Les président congolais, Félix Tshisekedi, et rwandais, Paul Kagame, se sont rendus tour à tour à Luanda début mars 2024. Ils ont échangé avec le président angolais João Lourenço, médiateur de l’Union africaine dans la guerre dans l’est du Congo. Ils pourraient bientôt se rencontrer directement pour trouver une solution à cette crise. Un accord est urgent : le Mouvement du 23-Mars (M23), une rébellion soutenue par Kigali, se trouve aux portes de Goma, la capitale du Nord-Kivu aux 2 millions d’habitants, et la situation humanitaire est catastrophique. La République démocratique du Congo (RDC) compte près de 7 millions de déplacés internes (1).

Pourtant, l’arrivée au pouvoir de Félix Tshisekedi en 2019 avait marqué une nette amélioration des relations entre la RDC et le Rwanda. Mais celles-ci se sont brusquement dégradées fin 2021, quand le M23 a resurgi après près de dix ans d’inactivité. En 2013, l’armée congolaise et la Mission des Nations unies pour la stabilisation en République démocratique du Congo (Monusco) avaient repoussé le groupe armé, qui avait brièvement occupé Goma. Si Kagame persiste à nier tout soutien au M23, majoritairement composé de Tutsi congolais, il répète que les Forces démocratiques de libération du Rwanda (FDLR) – un groupe armé héritier des génocidaires hutu de 1994 – constituent une menace pour les Tutsi congolais et pour la sécurité du Rwanda.

_Liste des données_

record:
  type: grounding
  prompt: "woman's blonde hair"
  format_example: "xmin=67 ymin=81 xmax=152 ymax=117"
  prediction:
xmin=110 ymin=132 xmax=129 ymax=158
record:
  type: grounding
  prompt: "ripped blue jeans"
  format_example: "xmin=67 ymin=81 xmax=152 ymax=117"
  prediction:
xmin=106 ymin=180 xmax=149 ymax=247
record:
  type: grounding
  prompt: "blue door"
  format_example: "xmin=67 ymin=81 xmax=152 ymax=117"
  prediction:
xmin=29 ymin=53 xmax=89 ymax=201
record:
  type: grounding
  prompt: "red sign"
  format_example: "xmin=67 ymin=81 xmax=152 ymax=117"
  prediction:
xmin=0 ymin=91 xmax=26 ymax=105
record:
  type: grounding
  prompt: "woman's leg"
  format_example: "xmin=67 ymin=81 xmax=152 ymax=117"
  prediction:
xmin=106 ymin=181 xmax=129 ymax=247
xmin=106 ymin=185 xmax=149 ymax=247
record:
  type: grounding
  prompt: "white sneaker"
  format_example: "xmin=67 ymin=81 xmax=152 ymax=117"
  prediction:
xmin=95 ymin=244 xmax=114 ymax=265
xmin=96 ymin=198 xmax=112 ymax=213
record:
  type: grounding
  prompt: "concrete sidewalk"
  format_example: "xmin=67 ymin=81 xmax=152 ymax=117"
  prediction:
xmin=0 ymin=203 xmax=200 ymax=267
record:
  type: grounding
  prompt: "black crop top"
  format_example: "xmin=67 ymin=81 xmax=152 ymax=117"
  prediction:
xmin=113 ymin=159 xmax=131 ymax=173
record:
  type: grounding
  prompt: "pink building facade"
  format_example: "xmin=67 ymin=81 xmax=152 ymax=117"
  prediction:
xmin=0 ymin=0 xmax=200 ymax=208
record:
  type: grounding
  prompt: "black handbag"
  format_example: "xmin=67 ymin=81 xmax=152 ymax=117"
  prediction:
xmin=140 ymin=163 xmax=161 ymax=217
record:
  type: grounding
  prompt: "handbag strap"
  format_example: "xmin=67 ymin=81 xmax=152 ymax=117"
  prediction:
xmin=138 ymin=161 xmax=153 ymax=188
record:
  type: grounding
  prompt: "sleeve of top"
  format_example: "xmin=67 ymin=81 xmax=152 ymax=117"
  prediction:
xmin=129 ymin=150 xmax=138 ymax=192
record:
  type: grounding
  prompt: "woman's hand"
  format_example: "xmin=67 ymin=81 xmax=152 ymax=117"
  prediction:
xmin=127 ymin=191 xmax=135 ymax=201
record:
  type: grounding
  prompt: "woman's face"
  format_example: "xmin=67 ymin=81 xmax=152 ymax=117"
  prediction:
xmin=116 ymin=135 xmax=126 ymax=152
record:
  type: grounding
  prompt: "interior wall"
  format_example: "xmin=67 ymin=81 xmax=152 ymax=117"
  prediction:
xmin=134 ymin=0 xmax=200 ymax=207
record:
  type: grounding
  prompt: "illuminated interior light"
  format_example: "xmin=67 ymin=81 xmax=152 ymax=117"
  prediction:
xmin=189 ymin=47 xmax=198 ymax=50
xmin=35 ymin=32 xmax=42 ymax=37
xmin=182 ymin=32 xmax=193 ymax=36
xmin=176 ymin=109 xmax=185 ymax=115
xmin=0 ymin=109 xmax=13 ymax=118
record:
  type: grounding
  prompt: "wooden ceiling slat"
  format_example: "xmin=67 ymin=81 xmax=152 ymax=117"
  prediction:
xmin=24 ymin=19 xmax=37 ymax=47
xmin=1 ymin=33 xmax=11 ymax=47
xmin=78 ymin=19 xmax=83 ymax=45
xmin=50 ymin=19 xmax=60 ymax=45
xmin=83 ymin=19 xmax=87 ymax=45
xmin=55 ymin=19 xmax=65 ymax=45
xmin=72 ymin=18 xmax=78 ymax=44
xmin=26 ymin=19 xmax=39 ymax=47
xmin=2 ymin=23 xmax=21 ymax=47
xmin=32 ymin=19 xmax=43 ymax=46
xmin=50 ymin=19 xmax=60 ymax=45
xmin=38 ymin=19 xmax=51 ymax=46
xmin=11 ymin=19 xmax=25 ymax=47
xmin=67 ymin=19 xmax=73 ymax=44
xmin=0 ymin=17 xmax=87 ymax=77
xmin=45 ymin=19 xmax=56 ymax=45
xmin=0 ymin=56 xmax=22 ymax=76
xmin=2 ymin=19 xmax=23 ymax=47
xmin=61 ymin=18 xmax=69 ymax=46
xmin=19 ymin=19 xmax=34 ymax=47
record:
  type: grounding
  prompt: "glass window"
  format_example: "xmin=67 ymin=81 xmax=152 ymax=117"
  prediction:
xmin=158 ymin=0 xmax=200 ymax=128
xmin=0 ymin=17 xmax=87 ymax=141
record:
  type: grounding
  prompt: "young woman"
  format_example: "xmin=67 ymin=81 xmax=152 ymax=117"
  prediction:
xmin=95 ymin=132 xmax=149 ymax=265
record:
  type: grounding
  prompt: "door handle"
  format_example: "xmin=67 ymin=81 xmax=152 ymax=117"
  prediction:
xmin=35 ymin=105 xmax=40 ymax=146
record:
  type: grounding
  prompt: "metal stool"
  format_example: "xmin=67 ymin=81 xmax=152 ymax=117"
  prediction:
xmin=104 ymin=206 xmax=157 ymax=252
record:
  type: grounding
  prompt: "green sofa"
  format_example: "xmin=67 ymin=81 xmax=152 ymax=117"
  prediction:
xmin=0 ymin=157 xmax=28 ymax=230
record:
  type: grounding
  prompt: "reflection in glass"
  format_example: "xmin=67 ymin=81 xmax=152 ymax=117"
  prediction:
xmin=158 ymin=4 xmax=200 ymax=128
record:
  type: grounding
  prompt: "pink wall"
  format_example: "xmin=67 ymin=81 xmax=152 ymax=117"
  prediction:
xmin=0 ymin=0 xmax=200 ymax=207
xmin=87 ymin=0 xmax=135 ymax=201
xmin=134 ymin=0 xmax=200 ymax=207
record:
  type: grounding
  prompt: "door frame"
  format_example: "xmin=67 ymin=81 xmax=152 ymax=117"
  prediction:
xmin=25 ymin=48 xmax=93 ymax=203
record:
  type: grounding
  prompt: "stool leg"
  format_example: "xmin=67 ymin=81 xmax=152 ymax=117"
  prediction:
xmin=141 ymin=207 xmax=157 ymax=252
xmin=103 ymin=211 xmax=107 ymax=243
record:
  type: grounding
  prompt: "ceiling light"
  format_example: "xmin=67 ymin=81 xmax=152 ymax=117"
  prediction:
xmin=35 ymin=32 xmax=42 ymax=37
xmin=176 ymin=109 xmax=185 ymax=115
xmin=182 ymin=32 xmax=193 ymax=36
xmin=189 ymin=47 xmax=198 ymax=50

_Ce que vous ferez_
D'après l'extrait sur la crise entre la RDC et le Rwanda, quel rôle joue le président angolais João Lourenço dans la guerre dans l'est du Congo ?

_Résultat_
Il est le médiateur de l'Union africaine dans la guerre dans l'est du Congo.